■ **Task to complete**
According to the lecture abstract, what happened to the number and intensity of protests by Israel's Arab citizens after the al-Aqsa riots in October 2000?

■ **Source passage**
>> Begin

Lecture: Contrary to expectations, the number and intensity of protests staged by Israel’s Arab citizens decreased after the al-Aqsa riots in October 2000. The paper tests the validity of competing theories of contentious action in explaining this outcome and suggests modification of the political opportunity model to include variables addressed in theories of international relations. Collective action and violence, especially in bi-national polities situated in unstable geo-strategic settings, is heavily influenced by geo-strategic factors and the way they impinge on the dominant community and the state elite. Within this modified framework, the cohesion of the state elite, long regarded as the major independent variable in explaining the level of protest and violence by the competing minority becomes an intervening factor. When the Israeli Arab inter-state conflict seemed to be ebbing, divisions within the dominant community deepened over the Palestinian issue, creating opportunities for Israel’s Arab citizens to achieve their goals through protest. The reemergence of the inter-state conflict in the past decade, with the rise of the Iranian-Hizballah and Hamas threat, has led to greater cohesion in the Jewish public with the result that Arab Israeli protests have also declined. The validity of this argument for other bi-national settings in troubled geo-strategic settings is also explored.

>> End

[Collection items]
>> Begin

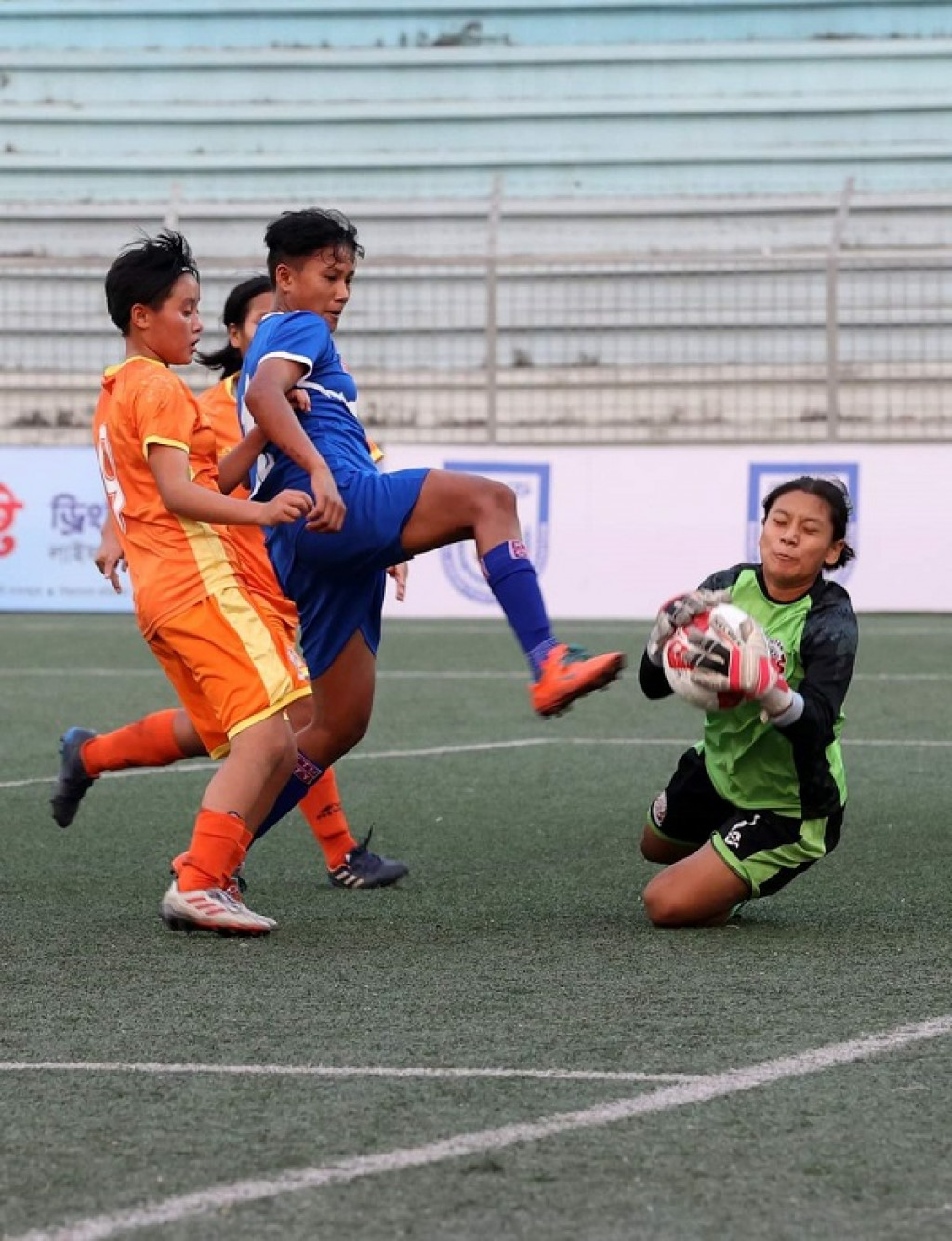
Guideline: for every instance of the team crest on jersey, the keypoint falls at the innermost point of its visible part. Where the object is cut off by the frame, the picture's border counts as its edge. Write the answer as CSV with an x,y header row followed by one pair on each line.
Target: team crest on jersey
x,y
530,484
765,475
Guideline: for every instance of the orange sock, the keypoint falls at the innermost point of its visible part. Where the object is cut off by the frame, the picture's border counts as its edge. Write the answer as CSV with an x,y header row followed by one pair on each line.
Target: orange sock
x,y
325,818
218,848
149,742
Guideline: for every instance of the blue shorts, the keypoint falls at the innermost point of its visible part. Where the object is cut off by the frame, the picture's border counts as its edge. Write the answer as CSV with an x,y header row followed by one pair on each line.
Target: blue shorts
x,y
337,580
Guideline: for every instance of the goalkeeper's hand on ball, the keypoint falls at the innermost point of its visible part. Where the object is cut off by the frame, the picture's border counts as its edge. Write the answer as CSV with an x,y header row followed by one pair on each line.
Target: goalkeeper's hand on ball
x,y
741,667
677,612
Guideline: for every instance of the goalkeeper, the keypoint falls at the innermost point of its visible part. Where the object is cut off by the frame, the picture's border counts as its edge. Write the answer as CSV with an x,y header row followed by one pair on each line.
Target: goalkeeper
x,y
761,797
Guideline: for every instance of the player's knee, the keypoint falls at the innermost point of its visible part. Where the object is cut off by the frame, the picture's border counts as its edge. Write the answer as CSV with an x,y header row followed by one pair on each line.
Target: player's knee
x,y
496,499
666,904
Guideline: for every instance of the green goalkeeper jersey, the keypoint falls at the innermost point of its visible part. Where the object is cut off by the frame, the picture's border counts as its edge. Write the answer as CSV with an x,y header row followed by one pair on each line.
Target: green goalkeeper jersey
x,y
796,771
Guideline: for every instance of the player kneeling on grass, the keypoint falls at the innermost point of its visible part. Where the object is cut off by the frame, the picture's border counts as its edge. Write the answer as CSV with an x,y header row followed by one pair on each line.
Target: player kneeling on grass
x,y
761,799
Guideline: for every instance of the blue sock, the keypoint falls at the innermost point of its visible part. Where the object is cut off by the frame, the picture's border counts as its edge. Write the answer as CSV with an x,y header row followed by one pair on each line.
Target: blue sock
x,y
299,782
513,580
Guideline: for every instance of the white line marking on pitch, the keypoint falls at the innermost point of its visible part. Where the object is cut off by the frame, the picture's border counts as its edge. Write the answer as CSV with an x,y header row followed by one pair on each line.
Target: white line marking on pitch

>> End
>> Begin

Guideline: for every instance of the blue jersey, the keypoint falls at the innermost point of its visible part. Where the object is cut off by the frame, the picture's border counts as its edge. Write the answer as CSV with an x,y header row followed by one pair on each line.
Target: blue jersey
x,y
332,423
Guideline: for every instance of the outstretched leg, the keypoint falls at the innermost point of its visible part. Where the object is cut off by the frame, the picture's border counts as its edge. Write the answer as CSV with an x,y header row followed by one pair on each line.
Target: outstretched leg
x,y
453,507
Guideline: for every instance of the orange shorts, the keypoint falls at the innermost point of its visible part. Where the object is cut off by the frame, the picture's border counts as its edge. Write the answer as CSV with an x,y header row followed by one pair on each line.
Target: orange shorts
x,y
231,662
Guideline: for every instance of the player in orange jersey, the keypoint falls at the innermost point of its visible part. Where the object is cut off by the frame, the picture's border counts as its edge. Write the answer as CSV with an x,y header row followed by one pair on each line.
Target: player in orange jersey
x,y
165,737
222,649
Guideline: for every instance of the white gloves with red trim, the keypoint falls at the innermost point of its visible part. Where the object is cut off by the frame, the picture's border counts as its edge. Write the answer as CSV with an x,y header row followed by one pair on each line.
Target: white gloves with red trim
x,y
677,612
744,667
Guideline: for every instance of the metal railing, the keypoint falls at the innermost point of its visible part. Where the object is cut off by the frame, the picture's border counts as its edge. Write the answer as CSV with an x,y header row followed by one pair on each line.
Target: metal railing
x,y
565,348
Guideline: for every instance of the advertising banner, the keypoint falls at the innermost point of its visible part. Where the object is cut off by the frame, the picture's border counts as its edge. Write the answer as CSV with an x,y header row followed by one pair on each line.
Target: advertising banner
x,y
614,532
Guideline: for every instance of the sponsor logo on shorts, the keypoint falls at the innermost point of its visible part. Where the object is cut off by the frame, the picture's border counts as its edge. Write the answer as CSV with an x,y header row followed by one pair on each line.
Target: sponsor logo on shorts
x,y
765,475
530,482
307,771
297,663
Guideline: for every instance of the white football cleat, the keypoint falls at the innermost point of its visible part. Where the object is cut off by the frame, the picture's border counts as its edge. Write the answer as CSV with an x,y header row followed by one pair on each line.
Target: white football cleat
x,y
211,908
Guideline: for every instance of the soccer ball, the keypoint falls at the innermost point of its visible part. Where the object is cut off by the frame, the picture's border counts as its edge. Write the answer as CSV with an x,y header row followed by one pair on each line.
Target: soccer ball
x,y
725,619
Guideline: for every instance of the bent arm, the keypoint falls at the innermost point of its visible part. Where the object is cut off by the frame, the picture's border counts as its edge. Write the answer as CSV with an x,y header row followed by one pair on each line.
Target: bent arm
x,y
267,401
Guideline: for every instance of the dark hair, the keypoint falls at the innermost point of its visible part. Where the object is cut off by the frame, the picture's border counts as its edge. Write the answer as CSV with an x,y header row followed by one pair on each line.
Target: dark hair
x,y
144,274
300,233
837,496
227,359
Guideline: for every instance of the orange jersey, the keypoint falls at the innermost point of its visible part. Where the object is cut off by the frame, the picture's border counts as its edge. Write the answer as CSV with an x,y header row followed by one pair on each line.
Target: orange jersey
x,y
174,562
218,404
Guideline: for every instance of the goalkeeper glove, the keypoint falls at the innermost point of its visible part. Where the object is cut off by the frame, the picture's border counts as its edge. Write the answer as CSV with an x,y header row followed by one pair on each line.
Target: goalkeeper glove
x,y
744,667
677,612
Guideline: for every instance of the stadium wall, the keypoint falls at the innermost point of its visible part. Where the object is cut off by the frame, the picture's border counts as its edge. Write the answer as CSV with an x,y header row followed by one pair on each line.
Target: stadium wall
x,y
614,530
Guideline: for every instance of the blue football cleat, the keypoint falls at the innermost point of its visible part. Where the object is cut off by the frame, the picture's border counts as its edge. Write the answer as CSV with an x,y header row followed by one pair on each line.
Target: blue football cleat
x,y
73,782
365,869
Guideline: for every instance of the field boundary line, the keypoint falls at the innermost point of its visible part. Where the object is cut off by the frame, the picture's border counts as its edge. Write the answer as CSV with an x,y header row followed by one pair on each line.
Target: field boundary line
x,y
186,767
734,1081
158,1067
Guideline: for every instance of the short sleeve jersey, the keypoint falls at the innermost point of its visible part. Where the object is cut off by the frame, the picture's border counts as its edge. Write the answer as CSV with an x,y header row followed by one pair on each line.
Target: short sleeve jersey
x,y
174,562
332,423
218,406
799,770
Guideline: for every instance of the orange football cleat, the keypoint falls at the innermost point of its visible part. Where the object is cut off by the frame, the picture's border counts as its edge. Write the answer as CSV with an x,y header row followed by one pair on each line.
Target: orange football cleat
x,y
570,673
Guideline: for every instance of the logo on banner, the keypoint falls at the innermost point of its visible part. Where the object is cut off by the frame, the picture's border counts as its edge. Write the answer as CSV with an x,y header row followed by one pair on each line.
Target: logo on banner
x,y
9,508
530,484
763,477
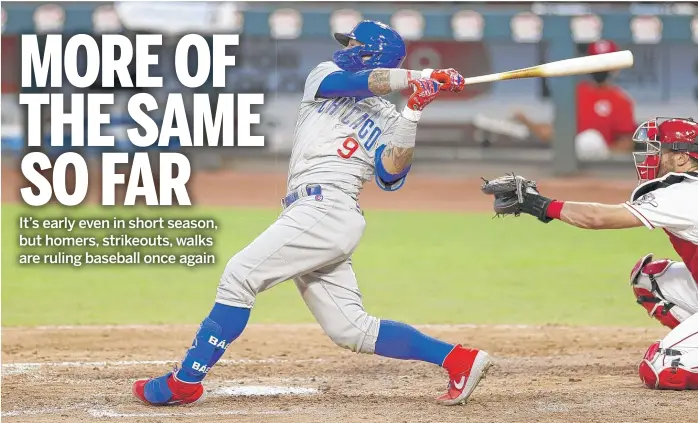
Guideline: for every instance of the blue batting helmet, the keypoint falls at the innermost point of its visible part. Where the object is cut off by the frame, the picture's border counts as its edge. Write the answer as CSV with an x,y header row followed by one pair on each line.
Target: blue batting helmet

>> End

■ **Worked answer**
They decreased.